▶ **Task prompt**
The data follows this line. Copy verbatim the line with "backrest shown in this photo." and each line after it to the end.
::::::::::
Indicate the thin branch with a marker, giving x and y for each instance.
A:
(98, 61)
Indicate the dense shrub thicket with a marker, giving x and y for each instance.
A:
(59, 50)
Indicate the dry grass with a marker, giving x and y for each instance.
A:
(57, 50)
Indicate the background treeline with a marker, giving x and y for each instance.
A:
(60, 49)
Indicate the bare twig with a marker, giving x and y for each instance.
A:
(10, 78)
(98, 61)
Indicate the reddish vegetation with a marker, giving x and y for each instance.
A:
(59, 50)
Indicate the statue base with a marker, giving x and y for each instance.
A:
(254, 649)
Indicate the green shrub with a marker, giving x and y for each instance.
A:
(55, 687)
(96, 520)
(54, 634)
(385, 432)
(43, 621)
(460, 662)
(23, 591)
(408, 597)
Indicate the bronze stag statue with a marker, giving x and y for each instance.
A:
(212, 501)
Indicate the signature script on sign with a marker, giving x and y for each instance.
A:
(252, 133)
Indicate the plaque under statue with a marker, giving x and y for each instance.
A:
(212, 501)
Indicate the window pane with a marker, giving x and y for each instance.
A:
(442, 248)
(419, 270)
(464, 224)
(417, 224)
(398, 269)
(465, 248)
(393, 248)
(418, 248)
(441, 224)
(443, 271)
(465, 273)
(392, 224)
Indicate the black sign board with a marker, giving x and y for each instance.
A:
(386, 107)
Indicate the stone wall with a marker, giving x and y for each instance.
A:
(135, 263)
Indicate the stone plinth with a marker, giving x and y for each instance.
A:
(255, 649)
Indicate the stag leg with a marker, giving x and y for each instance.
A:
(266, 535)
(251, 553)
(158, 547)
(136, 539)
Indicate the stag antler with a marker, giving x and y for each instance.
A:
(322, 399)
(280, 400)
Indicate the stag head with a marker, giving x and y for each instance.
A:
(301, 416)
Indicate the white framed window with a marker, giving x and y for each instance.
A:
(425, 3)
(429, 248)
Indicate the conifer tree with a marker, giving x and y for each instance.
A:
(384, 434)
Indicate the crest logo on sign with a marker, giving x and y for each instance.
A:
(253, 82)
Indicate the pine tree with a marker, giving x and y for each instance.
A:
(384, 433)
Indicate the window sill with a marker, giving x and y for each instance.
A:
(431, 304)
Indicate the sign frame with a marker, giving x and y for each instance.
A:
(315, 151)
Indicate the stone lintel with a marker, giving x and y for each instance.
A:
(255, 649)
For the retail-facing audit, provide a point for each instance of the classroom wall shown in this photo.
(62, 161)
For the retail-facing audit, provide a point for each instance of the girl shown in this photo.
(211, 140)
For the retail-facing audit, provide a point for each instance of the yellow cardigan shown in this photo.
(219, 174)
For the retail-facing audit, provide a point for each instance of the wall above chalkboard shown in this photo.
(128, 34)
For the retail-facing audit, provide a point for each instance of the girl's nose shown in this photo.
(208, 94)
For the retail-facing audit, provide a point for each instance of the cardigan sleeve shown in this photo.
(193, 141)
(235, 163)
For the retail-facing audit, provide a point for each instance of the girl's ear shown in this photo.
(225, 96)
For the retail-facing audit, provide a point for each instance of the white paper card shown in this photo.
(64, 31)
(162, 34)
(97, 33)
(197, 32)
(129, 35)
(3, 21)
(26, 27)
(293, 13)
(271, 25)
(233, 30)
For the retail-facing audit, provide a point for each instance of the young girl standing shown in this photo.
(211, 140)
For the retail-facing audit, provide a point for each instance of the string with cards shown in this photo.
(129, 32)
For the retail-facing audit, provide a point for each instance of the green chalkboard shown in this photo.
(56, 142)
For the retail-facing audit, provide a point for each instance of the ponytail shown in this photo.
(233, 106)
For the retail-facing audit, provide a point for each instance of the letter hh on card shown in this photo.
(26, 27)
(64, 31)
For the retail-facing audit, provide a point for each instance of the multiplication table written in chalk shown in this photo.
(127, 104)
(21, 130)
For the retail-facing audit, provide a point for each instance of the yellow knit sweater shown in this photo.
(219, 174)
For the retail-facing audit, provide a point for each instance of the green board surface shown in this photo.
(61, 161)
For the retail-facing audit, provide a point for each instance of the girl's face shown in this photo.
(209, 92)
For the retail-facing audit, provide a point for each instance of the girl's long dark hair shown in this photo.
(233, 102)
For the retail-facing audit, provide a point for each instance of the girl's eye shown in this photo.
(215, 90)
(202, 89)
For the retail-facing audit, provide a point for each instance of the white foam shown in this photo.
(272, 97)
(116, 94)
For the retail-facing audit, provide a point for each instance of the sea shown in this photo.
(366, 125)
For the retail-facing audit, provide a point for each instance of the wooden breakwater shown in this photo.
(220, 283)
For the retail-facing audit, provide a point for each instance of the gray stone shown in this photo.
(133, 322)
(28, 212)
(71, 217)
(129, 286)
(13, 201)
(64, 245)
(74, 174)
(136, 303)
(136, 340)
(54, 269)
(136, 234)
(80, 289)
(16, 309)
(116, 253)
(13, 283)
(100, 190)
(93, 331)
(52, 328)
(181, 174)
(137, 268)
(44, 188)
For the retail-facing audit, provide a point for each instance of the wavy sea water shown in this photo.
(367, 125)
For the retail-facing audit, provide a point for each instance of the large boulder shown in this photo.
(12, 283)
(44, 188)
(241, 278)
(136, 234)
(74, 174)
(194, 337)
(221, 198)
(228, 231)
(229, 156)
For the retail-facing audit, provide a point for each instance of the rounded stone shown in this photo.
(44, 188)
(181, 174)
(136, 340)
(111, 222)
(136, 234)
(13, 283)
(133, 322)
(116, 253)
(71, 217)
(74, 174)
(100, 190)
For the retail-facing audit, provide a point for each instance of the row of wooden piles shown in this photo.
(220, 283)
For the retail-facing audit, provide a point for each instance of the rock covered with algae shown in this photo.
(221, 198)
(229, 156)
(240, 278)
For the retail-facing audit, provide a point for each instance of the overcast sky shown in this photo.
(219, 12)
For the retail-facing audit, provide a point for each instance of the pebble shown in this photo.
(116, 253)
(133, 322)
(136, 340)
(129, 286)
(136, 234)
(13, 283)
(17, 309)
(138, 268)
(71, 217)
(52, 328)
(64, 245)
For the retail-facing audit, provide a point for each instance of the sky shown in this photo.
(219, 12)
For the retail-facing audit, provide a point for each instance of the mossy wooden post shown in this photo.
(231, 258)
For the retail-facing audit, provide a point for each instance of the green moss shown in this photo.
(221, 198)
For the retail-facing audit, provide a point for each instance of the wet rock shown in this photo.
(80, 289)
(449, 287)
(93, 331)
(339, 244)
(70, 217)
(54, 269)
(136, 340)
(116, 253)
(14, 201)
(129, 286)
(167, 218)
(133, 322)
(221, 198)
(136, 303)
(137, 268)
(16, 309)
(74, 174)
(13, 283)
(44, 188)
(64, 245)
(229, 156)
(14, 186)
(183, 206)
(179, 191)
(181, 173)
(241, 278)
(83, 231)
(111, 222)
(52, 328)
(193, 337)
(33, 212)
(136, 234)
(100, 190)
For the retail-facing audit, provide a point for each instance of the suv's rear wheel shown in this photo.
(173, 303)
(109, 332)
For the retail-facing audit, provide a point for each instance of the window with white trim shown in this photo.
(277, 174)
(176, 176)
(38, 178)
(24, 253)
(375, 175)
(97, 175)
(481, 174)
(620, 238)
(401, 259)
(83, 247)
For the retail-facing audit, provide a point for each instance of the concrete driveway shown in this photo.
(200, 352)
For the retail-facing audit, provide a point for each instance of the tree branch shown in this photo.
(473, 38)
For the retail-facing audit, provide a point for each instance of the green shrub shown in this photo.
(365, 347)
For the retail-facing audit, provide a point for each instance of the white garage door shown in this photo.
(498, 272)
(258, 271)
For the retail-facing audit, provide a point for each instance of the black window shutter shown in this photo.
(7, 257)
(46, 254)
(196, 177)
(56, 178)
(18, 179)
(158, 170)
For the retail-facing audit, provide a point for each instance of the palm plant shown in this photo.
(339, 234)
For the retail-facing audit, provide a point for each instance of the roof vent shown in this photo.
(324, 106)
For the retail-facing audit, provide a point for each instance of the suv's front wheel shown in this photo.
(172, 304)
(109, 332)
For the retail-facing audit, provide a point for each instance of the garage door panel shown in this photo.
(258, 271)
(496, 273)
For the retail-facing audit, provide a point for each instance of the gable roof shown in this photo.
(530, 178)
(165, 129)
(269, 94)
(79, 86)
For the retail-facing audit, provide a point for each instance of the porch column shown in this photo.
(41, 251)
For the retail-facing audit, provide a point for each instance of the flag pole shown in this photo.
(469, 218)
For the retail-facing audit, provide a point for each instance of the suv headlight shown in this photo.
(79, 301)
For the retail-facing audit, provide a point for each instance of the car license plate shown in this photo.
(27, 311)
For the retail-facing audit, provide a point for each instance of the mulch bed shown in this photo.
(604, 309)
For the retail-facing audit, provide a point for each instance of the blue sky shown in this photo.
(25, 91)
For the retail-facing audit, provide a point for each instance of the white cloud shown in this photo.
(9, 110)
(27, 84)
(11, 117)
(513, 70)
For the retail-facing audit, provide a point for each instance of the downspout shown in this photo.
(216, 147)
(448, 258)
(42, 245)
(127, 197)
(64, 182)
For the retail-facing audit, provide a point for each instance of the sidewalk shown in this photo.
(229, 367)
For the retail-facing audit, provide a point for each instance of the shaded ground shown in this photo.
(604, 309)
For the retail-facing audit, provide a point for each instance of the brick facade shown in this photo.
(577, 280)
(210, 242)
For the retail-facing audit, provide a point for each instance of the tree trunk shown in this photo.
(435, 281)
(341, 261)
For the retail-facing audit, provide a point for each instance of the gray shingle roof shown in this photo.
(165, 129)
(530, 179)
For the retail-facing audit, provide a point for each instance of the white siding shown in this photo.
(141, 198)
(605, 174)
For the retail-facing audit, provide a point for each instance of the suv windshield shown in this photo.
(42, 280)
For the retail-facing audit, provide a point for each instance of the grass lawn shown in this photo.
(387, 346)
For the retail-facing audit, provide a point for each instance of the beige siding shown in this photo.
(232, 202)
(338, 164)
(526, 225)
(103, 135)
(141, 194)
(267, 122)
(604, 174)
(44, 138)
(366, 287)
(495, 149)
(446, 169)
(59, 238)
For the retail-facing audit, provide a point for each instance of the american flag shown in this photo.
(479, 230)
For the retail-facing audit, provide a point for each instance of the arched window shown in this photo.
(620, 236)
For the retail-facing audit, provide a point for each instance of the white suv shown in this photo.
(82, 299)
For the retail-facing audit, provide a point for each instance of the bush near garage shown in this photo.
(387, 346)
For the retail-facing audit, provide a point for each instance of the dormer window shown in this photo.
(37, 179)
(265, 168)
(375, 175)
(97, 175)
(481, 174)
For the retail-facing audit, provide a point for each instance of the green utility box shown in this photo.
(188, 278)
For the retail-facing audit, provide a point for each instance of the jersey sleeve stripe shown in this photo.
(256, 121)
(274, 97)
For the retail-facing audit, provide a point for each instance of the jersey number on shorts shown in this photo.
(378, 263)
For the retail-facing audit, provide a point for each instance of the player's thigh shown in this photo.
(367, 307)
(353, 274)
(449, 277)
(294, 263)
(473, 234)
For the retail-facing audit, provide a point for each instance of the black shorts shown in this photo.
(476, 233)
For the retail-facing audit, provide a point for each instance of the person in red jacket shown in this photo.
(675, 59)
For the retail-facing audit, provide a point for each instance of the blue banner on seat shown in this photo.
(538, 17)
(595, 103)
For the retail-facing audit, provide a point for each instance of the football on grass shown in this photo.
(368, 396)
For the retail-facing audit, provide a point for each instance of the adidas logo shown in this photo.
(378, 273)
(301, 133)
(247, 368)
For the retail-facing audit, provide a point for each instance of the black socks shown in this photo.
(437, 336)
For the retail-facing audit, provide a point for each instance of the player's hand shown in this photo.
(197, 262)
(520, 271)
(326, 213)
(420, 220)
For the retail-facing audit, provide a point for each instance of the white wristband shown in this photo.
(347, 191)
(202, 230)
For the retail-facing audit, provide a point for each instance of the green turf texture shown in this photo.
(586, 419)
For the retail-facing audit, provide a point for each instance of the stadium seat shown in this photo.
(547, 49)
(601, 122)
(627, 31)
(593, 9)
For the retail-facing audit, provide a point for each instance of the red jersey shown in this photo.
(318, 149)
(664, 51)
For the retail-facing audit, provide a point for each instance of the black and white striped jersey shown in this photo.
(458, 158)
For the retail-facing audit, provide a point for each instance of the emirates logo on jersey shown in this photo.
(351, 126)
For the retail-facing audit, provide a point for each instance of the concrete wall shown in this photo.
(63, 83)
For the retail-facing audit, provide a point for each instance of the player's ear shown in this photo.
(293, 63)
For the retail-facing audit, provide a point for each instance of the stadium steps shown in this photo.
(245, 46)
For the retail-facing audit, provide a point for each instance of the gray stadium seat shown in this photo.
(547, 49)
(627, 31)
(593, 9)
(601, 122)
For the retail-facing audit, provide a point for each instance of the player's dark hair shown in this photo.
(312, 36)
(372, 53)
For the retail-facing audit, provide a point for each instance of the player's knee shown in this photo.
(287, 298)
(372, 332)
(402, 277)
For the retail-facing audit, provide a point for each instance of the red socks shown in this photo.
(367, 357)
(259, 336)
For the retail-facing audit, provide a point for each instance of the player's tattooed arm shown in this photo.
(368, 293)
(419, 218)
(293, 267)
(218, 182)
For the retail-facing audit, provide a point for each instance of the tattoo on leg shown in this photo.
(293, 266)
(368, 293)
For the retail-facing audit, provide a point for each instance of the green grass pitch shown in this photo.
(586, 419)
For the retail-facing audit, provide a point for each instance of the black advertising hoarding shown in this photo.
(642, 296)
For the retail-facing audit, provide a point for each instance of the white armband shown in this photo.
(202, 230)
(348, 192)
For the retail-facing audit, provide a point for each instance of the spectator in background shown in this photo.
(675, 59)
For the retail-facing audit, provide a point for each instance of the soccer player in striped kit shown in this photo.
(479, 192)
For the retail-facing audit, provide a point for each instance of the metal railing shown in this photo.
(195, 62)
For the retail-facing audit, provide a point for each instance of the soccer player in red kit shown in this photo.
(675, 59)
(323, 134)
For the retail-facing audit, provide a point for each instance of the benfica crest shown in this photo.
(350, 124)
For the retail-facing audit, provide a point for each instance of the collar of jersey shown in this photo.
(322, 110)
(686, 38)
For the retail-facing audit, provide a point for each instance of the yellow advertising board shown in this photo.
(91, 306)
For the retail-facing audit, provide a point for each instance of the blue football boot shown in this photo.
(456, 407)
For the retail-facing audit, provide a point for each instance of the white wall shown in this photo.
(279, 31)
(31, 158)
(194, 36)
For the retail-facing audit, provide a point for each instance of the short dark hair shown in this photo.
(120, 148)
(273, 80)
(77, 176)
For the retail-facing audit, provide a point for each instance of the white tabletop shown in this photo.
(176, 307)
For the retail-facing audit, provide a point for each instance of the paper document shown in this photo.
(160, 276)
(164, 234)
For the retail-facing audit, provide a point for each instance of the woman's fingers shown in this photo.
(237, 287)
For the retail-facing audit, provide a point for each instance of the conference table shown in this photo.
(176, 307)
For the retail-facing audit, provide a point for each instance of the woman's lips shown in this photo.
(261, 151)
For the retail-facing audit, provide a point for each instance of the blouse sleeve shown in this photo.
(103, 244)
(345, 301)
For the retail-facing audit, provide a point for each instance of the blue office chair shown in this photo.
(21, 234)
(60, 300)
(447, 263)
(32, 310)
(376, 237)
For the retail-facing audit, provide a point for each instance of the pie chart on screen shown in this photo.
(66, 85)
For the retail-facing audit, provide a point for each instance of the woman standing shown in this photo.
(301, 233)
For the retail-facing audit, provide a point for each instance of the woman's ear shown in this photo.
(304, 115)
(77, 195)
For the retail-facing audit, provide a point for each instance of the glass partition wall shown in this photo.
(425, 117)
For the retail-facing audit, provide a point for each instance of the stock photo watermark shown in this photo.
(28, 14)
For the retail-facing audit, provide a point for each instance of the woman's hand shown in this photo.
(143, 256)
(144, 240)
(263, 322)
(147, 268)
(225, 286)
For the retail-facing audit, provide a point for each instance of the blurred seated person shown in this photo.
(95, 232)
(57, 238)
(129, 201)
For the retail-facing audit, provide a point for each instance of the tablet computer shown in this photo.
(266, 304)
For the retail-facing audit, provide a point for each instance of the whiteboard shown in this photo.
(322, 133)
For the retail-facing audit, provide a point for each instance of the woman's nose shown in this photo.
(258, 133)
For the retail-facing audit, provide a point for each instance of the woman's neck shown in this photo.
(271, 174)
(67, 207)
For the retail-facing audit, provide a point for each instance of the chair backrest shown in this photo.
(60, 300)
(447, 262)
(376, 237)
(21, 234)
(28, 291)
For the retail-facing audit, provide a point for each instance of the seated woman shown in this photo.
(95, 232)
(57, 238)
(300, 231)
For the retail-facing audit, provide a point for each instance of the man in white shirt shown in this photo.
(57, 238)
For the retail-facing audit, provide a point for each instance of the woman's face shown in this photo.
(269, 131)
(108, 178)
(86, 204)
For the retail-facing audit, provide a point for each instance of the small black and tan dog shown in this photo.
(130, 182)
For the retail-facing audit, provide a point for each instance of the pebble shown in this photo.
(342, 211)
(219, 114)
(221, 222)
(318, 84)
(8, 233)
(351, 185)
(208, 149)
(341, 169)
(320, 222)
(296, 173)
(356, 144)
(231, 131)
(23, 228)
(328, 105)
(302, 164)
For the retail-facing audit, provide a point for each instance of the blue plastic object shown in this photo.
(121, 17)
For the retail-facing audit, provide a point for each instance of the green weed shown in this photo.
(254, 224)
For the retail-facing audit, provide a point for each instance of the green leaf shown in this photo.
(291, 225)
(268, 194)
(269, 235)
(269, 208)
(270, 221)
::::::::::
▶ **Task solution**
For the retail-facing audit, provide a point for each instance of the chair backrest shown in this photo.
(60, 300)
(447, 262)
(376, 237)
(21, 234)
(28, 291)
For the retail-facing audit, provide a point for each instance of the seated woman shown in this photo.
(95, 232)
(57, 238)
(300, 231)
For the retail-facing audit, provide a point for each instance of the man in white shirt shown in this photo.
(57, 238)
For the retail-facing audit, provide a point for each instance of the woman's face shown in this photo.
(269, 131)
(108, 178)
(86, 204)
For the retail-facing audit, provide a point for each instance of the small black and tan dog shown in this photo.
(130, 182)
For the retail-facing audit, provide a point for each instance of the pebble shown in this photo.
(342, 211)
(219, 114)
(221, 222)
(318, 84)
(8, 233)
(351, 185)
(208, 149)
(341, 169)
(320, 222)
(296, 173)
(356, 144)
(231, 131)
(23, 228)
(328, 105)
(302, 164)
For the retail-facing audit, provide a point for each instance of the blue plastic object shown in this photo.
(121, 17)
For the retail-facing audit, provide a point for each instance of the green weed shown in this photo.
(254, 224)
For the retail-facing audit, provide a point for each instance of the green leaf shown in this photo.
(291, 225)
(268, 194)
(269, 235)
(269, 208)
(270, 221)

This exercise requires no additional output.